[Point-per-instance localization data]
----------
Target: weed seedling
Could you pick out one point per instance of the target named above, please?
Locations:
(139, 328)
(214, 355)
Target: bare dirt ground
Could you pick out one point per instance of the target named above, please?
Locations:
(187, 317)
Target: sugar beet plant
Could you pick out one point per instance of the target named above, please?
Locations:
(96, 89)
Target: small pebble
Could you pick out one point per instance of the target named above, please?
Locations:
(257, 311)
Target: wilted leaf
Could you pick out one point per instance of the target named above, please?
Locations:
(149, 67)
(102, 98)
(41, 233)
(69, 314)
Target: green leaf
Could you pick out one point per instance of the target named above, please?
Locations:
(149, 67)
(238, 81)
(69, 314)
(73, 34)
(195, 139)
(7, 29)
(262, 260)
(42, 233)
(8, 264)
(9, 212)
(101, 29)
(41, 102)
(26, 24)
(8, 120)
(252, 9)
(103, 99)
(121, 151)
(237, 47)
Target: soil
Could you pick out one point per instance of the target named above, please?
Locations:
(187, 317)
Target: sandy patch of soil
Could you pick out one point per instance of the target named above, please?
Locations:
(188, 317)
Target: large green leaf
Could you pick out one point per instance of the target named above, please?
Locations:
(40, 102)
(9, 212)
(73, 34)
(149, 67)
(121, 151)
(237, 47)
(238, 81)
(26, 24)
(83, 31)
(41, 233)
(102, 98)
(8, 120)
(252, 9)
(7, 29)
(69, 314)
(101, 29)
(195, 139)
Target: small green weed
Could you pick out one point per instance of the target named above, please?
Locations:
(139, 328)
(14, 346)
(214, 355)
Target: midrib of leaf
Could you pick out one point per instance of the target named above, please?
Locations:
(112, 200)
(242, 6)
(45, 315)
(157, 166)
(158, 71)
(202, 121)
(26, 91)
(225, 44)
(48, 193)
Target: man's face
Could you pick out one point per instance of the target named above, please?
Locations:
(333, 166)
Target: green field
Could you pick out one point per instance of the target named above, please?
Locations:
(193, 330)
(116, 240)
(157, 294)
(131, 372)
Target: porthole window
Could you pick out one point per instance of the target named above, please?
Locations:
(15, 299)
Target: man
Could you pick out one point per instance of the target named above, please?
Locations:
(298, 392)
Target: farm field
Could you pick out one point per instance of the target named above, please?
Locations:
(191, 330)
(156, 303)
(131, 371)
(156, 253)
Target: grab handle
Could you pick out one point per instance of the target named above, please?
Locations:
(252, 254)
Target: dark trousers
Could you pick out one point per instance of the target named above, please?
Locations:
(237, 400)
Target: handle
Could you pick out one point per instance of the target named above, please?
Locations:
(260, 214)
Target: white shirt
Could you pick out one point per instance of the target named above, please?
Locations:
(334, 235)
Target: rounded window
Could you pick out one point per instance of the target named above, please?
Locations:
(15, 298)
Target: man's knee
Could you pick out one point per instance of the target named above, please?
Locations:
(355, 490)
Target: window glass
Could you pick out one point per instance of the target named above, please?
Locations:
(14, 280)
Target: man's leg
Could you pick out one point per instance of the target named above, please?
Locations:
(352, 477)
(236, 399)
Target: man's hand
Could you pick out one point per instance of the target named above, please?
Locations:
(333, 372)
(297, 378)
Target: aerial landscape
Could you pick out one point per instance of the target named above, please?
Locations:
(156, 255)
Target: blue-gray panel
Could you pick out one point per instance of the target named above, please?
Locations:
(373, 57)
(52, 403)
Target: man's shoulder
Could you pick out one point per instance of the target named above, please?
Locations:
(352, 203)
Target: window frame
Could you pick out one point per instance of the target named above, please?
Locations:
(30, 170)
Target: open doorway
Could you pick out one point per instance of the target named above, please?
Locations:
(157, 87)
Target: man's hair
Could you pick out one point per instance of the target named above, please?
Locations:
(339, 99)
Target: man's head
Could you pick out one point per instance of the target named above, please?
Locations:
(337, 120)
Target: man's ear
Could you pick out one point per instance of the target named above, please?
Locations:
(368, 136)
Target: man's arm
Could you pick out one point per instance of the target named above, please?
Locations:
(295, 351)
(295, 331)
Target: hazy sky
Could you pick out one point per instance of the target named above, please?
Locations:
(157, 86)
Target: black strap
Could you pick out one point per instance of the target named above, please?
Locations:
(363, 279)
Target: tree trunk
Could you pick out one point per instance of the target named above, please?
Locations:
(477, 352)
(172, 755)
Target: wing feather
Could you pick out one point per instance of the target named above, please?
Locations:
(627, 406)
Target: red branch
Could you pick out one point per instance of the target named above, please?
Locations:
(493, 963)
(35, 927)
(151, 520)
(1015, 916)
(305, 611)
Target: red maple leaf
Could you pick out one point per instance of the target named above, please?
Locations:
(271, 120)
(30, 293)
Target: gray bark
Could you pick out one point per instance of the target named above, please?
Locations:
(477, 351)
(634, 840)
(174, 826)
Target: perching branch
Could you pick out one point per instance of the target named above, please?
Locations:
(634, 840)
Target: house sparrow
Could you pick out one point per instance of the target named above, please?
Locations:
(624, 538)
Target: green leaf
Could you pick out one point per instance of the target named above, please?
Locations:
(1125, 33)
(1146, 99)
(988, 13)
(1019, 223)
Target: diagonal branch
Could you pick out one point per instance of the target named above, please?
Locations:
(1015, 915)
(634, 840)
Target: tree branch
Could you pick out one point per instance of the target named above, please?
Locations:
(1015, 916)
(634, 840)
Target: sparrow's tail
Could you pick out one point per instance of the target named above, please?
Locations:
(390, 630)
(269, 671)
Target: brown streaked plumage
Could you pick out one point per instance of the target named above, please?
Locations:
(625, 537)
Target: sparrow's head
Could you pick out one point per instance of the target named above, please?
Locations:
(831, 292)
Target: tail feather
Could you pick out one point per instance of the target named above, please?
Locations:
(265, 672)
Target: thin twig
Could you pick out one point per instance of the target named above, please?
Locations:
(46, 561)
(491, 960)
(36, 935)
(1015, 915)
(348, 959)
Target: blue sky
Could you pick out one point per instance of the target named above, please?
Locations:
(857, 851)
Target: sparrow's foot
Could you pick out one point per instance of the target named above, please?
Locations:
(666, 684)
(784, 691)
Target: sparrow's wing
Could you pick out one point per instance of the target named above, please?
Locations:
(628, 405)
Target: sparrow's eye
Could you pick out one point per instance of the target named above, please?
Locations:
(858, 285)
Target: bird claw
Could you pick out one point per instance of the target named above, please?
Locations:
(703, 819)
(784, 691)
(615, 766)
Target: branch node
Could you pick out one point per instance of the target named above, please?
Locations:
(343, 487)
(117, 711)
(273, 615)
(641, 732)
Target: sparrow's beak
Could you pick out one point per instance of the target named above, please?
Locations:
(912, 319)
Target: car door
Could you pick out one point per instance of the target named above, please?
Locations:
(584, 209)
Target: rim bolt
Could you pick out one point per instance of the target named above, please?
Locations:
----------
_How to complete this task_
From the entries, report each line that includes the word "branch".

_Answer for this exercise_
Target: red branch
Target: perching branch
Target: diagonal branch
Target: tree branch
Target: branch node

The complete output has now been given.